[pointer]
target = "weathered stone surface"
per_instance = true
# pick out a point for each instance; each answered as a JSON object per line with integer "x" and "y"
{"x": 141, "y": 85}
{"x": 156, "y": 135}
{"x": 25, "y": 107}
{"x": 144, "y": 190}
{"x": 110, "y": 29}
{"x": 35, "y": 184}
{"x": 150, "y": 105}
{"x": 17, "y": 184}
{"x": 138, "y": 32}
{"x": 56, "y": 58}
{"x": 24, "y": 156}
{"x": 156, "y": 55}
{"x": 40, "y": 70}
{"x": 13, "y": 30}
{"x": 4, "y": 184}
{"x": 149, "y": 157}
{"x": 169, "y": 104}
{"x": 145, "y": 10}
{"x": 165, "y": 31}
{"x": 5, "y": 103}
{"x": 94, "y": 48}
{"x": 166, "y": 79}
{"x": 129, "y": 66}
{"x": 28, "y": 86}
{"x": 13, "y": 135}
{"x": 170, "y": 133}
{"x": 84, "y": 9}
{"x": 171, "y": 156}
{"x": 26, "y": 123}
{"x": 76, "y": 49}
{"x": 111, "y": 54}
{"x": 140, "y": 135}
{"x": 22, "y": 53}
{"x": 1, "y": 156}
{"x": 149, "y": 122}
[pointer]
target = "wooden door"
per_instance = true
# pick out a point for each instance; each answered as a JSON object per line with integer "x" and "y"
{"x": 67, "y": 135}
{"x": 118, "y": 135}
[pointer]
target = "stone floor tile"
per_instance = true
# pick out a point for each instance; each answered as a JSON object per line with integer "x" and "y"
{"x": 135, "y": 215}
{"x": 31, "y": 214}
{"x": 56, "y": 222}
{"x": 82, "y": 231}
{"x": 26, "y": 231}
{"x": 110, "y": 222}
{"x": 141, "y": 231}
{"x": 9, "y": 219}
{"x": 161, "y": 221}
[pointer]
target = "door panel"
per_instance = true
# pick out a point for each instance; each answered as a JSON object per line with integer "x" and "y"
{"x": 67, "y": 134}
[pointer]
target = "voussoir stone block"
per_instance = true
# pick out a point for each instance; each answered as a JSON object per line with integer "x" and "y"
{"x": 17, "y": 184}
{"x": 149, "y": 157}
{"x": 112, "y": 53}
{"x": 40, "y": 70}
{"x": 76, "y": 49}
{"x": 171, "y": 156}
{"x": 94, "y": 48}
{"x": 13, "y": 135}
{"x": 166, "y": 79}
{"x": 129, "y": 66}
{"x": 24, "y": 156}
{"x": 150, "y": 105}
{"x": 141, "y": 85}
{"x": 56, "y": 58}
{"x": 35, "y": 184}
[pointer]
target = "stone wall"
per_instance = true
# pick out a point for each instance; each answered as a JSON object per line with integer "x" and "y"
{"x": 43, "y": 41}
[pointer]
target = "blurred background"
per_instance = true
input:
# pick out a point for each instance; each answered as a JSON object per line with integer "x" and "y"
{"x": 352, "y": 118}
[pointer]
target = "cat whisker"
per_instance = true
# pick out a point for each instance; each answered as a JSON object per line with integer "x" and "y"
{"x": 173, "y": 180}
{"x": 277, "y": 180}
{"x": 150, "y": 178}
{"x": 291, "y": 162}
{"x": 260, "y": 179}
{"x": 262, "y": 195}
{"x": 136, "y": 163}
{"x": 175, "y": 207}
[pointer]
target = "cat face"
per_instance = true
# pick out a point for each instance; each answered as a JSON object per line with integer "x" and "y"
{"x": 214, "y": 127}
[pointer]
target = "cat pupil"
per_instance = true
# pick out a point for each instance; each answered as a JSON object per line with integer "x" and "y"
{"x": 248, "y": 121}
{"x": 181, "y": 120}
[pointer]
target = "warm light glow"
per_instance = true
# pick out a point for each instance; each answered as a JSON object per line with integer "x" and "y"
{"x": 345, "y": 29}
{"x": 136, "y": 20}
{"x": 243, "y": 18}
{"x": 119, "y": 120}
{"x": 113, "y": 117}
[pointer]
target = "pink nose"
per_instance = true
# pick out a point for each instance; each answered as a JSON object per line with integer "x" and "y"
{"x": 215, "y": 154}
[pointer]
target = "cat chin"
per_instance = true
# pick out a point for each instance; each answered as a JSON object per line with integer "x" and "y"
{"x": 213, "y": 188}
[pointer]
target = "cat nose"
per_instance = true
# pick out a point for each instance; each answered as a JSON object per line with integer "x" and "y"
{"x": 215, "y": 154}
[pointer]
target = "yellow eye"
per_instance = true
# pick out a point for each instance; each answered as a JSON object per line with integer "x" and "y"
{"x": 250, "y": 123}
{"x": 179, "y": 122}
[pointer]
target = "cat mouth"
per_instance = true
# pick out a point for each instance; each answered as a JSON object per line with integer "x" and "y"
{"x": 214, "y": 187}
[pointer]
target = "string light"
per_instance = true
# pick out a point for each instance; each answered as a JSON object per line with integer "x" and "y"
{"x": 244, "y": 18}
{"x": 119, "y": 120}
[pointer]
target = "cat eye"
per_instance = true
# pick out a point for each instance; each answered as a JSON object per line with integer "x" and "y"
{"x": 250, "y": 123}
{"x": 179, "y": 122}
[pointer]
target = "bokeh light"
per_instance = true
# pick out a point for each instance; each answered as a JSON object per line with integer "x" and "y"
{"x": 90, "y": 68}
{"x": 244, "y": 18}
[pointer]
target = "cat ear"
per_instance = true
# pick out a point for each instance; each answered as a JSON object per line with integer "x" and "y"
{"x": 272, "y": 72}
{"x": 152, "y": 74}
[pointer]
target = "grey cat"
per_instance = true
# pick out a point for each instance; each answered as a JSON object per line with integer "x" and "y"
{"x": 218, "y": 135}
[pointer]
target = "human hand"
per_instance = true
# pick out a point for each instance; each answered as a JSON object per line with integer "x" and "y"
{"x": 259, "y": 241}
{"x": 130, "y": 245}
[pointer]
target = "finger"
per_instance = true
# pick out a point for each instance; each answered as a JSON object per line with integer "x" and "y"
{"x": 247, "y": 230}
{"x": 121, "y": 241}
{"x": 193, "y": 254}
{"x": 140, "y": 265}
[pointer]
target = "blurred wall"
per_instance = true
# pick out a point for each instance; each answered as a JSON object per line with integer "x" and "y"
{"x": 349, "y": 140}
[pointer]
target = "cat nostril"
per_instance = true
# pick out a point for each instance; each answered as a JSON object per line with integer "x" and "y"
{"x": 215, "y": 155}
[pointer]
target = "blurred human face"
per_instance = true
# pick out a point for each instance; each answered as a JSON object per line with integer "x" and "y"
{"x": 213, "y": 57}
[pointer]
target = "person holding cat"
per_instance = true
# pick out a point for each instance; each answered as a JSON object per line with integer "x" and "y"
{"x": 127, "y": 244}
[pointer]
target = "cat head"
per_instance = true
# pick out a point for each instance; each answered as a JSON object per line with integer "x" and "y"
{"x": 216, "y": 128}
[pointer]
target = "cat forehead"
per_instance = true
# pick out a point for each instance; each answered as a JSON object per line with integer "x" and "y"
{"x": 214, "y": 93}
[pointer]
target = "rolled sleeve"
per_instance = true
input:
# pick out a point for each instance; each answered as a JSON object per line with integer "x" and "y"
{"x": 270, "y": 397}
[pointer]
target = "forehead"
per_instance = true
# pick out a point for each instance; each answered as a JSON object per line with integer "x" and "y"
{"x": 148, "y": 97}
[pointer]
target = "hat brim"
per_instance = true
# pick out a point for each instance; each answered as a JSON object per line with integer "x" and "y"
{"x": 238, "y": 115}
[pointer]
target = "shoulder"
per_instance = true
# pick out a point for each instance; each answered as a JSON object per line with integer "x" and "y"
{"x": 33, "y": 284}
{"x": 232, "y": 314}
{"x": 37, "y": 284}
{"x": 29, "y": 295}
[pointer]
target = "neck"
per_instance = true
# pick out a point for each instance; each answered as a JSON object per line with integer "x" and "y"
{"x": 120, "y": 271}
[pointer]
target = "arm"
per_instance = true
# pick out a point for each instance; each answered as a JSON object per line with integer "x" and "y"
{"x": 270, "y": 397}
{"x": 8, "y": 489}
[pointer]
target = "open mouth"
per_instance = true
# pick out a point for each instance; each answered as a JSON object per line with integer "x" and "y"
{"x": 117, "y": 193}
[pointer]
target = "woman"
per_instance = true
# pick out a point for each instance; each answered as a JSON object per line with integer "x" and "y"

------------------------------------

● AIM OF THE TASK: To answer, copy each line from the material above that has the word "human".

● SOLUTION BELOW:
target = "human hand"
target = "blurred human face"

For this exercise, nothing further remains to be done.